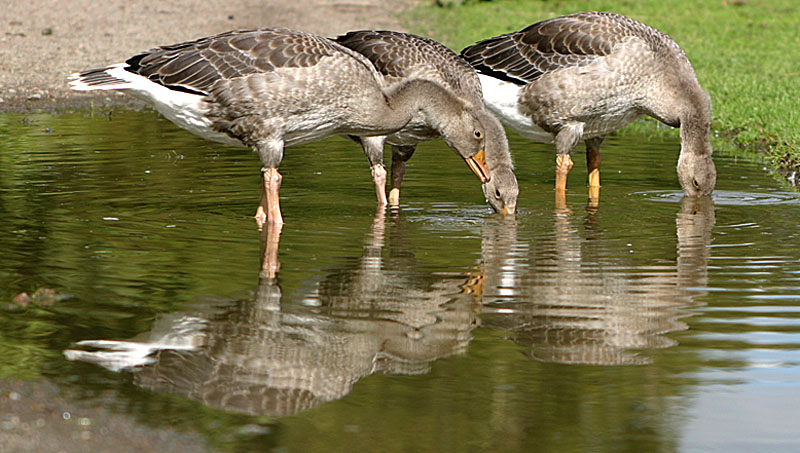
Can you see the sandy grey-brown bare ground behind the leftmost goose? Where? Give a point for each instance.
(43, 41)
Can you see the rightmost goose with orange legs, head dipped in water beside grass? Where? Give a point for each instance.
(584, 75)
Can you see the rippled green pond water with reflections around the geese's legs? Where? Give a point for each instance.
(652, 323)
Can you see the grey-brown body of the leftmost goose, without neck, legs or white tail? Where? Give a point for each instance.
(254, 81)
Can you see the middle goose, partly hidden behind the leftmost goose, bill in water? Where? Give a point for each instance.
(402, 56)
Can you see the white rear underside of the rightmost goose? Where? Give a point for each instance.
(501, 98)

○ ○ ○ ○ ○ ○ ○

[Activity]
Look above for the line with "Can you see the rippled", then copy it and each later line exactly, stopping at the last line of the records.

[Written answer]
Can you see the rippled green pond water with reflections around the geese's legs? Where? Give a point for each instance.
(652, 323)
Can you see the grey-brown body of the leftmost goose, without neck, legs or white tail? Where? Give a point for each instance.
(254, 81)
Can you see the middle goose, partly hidden behind the leftmost goose, bill in water? Where? Give a point for each instance.
(402, 56)
Can you see the white rear underside of the rightmost goose? Where? Give a point for each instance.
(501, 98)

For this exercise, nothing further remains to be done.